## WAT TE DOEN
Sinds wanneer krijgen mensen die uit de bijstand komen een betere beloning, volgens het fragment over de bijstand?

## AANGELEVERD FRAGMENT

-*-

Je wilt ook de afhankelijkheid van een uitkering weg hebben. Je wilt niet dat mensen voor een langere periode in de bijstand blijven zitten. Je wilt dat men eruit komt. Je wilt dat mensen niet meer van de gemeente afhankelijk zijn om in hun bijstand te voorzien. Daarbij gaat het echt om de vraag wat het effect is van het voorstel dat de SP hier doet. Daar ben ik minder optimistisch over dan de SP. Ik ben bang dat de lessen uit het verleden laten zien dat mensen erbij gebaat zijn als zij een echte baan vinden waarmee zij in hun inkomen kunnen voorzien, zodat zij afscheid kunnen nemen van de bijstand. Mensen zijn er heel trots op als dat lukt. Zij verdienen daar een betere beloning voor en die krijgen zij sinds 1 januari van dit jaar. Dat lijkt mij iets om met elkaar te vieren. 

Daarmee ben ik gekomen aan het eind van mijn betoog.

-*-

## OPGESLAGEN MATERIAAL
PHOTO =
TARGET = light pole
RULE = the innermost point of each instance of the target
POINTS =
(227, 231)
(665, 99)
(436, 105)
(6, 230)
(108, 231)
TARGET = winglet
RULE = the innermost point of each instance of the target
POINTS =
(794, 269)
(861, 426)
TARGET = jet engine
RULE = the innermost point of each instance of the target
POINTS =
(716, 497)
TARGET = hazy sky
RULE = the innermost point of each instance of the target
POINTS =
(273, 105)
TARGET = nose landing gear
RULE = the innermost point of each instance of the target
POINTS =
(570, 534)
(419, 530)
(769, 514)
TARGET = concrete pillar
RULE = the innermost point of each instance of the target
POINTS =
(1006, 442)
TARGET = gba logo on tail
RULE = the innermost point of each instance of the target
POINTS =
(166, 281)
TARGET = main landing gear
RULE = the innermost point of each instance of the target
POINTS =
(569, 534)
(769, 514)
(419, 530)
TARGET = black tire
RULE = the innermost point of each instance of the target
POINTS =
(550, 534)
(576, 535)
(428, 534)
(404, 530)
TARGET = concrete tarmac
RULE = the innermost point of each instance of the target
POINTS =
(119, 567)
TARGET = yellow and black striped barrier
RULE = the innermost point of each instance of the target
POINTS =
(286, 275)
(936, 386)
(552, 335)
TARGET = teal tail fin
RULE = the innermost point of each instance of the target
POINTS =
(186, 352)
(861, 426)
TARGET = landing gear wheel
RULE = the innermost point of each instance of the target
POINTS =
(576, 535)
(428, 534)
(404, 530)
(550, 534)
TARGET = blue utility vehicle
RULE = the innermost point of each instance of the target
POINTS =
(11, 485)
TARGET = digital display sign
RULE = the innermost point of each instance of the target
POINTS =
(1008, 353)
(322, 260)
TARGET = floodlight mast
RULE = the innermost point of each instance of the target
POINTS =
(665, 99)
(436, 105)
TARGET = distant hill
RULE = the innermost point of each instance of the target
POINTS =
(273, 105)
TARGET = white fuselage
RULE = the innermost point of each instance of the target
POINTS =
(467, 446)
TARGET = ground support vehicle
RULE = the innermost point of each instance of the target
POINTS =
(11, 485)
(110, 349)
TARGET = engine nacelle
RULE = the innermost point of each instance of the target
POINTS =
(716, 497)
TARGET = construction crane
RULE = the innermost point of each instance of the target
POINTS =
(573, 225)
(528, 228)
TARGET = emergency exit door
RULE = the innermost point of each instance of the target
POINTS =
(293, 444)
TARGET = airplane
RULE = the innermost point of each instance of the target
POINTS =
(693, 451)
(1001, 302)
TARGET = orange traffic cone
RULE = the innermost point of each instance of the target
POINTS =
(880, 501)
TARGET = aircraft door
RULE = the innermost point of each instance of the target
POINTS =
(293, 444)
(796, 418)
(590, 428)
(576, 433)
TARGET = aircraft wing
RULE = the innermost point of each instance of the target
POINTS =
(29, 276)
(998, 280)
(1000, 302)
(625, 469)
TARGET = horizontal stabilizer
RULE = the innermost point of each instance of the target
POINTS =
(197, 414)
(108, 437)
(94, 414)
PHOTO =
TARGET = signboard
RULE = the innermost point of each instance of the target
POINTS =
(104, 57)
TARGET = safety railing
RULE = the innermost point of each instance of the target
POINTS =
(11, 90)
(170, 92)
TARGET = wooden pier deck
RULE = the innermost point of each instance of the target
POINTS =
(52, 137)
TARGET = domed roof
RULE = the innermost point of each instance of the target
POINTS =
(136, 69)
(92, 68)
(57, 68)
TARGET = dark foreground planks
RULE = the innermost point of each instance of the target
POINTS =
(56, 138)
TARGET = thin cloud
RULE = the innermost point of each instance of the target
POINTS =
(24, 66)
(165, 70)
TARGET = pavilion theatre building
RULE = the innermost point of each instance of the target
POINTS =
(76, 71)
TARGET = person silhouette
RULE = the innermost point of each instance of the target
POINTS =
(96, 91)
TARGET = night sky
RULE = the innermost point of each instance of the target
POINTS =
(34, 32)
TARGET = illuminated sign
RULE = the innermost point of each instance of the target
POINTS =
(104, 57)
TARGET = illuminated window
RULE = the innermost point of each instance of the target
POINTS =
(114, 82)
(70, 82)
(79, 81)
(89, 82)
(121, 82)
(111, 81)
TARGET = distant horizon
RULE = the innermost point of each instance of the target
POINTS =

-*-

## ANTWOORD HIERONDER
Sinds 1 januari van dit jaar.